─── RECORDS SUPPLIED ───

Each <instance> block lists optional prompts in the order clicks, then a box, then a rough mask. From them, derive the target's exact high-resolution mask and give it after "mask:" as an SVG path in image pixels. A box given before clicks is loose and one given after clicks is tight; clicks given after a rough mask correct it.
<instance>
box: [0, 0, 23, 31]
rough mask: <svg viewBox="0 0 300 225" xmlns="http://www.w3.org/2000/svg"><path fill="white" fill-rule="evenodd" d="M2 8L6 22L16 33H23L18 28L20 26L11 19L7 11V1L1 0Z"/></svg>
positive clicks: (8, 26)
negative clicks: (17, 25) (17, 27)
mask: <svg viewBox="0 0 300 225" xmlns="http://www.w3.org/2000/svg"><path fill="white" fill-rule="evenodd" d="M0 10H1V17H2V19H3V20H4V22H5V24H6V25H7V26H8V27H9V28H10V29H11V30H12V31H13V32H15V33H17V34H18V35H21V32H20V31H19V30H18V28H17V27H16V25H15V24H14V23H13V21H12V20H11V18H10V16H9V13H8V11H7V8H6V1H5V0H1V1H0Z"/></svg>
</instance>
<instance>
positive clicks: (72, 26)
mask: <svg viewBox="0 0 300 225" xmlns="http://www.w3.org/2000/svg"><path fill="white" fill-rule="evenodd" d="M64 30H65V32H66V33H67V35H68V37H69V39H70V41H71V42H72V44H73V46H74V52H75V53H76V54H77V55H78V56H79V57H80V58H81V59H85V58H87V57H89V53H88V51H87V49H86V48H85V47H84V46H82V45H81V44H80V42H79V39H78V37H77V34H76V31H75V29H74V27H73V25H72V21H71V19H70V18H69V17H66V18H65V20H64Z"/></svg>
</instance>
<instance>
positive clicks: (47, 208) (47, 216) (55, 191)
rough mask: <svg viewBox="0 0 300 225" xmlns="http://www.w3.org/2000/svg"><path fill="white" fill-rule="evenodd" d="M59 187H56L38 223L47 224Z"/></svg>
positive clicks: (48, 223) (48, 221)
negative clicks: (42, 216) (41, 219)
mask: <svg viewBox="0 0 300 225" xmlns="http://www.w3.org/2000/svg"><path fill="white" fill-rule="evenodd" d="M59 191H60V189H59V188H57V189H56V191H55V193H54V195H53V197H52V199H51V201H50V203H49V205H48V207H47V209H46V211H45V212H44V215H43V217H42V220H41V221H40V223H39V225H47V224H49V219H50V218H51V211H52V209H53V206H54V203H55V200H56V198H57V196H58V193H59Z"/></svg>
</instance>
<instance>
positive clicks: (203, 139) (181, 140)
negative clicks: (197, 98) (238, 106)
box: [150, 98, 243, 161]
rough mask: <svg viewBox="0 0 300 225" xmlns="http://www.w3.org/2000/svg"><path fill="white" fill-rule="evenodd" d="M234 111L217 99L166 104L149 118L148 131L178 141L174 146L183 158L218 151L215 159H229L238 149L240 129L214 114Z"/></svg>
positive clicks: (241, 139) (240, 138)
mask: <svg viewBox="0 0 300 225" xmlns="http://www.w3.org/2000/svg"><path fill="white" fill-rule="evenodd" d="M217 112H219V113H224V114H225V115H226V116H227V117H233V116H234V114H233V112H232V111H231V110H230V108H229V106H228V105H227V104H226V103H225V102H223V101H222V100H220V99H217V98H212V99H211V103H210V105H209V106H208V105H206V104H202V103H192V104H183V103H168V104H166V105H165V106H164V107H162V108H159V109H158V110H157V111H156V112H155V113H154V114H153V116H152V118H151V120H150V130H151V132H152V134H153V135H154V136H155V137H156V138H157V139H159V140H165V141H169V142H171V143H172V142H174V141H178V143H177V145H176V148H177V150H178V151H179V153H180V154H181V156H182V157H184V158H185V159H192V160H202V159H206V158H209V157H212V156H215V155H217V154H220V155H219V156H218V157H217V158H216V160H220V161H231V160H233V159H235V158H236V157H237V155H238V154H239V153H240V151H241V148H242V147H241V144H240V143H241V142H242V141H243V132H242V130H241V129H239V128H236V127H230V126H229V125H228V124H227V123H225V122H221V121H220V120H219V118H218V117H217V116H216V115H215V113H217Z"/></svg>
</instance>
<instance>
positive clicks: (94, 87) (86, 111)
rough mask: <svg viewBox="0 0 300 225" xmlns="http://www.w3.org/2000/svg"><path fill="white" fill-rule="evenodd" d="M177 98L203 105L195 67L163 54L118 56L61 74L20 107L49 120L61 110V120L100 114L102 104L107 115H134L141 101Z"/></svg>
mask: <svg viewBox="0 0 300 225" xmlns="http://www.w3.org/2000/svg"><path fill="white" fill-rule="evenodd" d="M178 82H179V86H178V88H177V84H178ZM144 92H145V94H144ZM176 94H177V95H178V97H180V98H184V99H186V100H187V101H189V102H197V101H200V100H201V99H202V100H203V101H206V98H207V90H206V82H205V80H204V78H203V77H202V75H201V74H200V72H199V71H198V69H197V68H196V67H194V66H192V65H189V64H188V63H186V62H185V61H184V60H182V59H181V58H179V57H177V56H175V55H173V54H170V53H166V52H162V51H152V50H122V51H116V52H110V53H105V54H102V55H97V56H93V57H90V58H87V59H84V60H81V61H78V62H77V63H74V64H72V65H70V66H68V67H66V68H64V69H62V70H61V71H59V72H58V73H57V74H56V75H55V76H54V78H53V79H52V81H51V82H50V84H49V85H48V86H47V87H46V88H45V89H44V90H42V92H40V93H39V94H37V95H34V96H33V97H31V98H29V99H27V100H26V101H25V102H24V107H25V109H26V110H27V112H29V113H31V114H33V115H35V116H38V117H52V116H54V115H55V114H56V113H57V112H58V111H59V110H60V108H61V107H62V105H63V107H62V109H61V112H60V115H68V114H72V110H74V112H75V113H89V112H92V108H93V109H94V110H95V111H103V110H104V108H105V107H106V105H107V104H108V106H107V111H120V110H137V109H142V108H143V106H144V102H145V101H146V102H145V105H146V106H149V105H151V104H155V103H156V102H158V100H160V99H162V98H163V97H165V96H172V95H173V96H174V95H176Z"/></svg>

───

**EXERCISE**
Reproduce all the entries above, replacing "rough mask" with "coarse mask" at every occurrence and leaving everything else unchanged.

**TASK SOLUTION**
Each <instance> block lists optional prompts in the order clicks, then a box, then a coarse mask. From them, derive the target's exact high-resolution mask and give it after "mask:" as an SVG path in image pixels. A box given before clicks is loose and one given after clicks is tight; clicks given after a coarse mask correct it.
<instance>
box: [0, 0, 23, 31]
coarse mask: <svg viewBox="0 0 300 225" xmlns="http://www.w3.org/2000/svg"><path fill="white" fill-rule="evenodd" d="M2 8L6 22L16 33H23L18 28L20 26L11 19L7 11V1L1 0Z"/></svg>
positive clicks: (8, 26)
negative clicks: (17, 25) (17, 27)
mask: <svg viewBox="0 0 300 225" xmlns="http://www.w3.org/2000/svg"><path fill="white" fill-rule="evenodd" d="M0 10H1V17H2V19H3V20H4V22H5V24H6V25H7V26H8V27H9V28H10V29H11V30H12V31H13V32H15V33H17V34H18V35H21V32H20V31H19V30H18V28H17V27H16V25H15V24H14V23H13V21H12V20H11V18H10V16H9V13H8V11H7V8H6V1H5V0H1V1H0Z"/></svg>
</instance>
<instance>
positive clicks: (72, 26)
mask: <svg viewBox="0 0 300 225" xmlns="http://www.w3.org/2000/svg"><path fill="white" fill-rule="evenodd" d="M64 30H65V32H66V33H67V35H68V37H69V39H70V41H71V42H72V44H73V46H74V52H75V53H76V54H77V55H78V56H79V57H80V58H81V59H85V58H87V57H89V53H88V51H87V49H86V48H85V47H84V46H82V45H81V44H80V42H79V39H78V37H77V34H76V31H75V29H74V27H73V25H72V21H71V19H70V18H69V17H66V18H65V20H64Z"/></svg>
</instance>
<instance>
positive clicks: (47, 208) (47, 216) (55, 191)
coarse mask: <svg viewBox="0 0 300 225" xmlns="http://www.w3.org/2000/svg"><path fill="white" fill-rule="evenodd" d="M59 187H56L38 223L47 224Z"/></svg>
positive clicks: (48, 223) (48, 221)
negative clicks: (42, 216) (41, 219)
mask: <svg viewBox="0 0 300 225" xmlns="http://www.w3.org/2000/svg"><path fill="white" fill-rule="evenodd" d="M59 191H60V189H59V188H57V189H56V191H55V193H54V195H53V197H52V199H51V201H50V203H49V205H48V207H47V209H46V211H45V212H44V215H43V217H42V220H41V221H40V223H39V225H47V224H49V219H50V218H51V211H52V209H53V206H54V203H55V200H56V198H57V196H58V193H59Z"/></svg>
</instance>
<instance>
positive clicks: (203, 139) (181, 140)
negative clicks: (197, 98) (238, 106)
box: [150, 98, 243, 161]
coarse mask: <svg viewBox="0 0 300 225" xmlns="http://www.w3.org/2000/svg"><path fill="white" fill-rule="evenodd" d="M234 111L217 99L166 104L149 118L148 131L178 141L174 146L183 158L218 151L215 159H229L238 149L240 129L214 114Z"/></svg>
positive clicks: (241, 139) (240, 138)
mask: <svg viewBox="0 0 300 225" xmlns="http://www.w3.org/2000/svg"><path fill="white" fill-rule="evenodd" d="M217 112H219V113H224V114H225V115H226V116H227V117H233V116H234V114H233V112H232V111H231V110H230V108H229V106H228V105H227V104H226V103H225V102H223V101H222V100H220V99H217V98H212V99H211V103H210V105H209V106H208V105H206V104H202V103H192V104H183V103H168V104H166V105H165V106H164V107H162V108H159V109H158V110H157V111H156V112H155V113H154V114H153V116H152V118H151V120H150V130H151V132H152V134H153V135H154V136H155V137H156V138H157V139H159V140H165V141H169V142H171V143H172V142H174V141H178V143H177V145H176V148H177V150H178V151H179V153H180V154H181V156H182V157H184V158H185V159H192V160H202V159H206V158H209V157H212V156H215V155H217V154H220V155H219V156H218V157H217V158H216V160H220V161H231V160H233V159H235V158H236V157H237V155H238V154H239V153H240V151H241V148H242V147H241V144H240V143H241V142H242V141H243V132H242V130H241V129H239V128H236V127H230V126H229V125H228V124H227V123H225V122H221V121H220V120H219V118H218V117H217V116H216V115H215V113H217Z"/></svg>
</instance>
<instance>
positive clicks: (94, 87) (86, 111)
coarse mask: <svg viewBox="0 0 300 225" xmlns="http://www.w3.org/2000/svg"><path fill="white" fill-rule="evenodd" d="M177 98L203 105L195 67L163 54L118 56L61 74L20 107L49 120L61 110V120L100 114L102 104L107 115H134L141 101Z"/></svg>
mask: <svg viewBox="0 0 300 225" xmlns="http://www.w3.org/2000/svg"><path fill="white" fill-rule="evenodd" d="M178 82H179V86H178V88H177V84H178ZM144 92H145V94H144ZM176 94H177V95H178V97H180V98H184V99H186V100H187V101H189V102H197V101H200V100H201V99H202V100H203V101H206V98H207V90H206V82H205V80H204V78H203V77H202V75H201V74H200V72H199V71H198V69H197V68H196V67H194V66H192V65H189V64H188V63H186V62H185V61H184V60H182V59H181V58H179V57H177V56H175V55H173V54H170V53H166V52H162V51H152V50H122V51H116V52H110V53H105V54H102V55H97V56H93V57H90V58H87V59H84V60H81V61H78V62H77V63H74V64H72V65H70V66H68V67H66V68H64V69H62V70H61V71H59V72H58V73H57V74H56V75H55V76H54V78H53V79H52V81H51V82H50V84H49V85H48V86H47V87H46V88H45V89H44V90H42V92H40V93H39V94H37V95H34V96H33V97H31V98H29V99H27V100H26V101H25V102H24V107H25V109H26V110H27V112H29V113H31V114H33V115H35V116H38V117H52V116H54V115H55V114H56V113H57V112H58V111H59V110H60V108H61V107H62V105H63V107H62V109H61V112H60V115H68V114H72V110H74V112H75V113H89V112H92V108H93V109H94V110H95V111H103V110H104V108H105V107H106V105H107V104H108V106H107V111H120V110H137V109H142V108H143V106H144V102H145V101H146V102H145V105H146V106H149V105H151V104H155V103H156V102H158V100H160V99H162V98H163V97H165V96H172V95H173V96H174V95H176Z"/></svg>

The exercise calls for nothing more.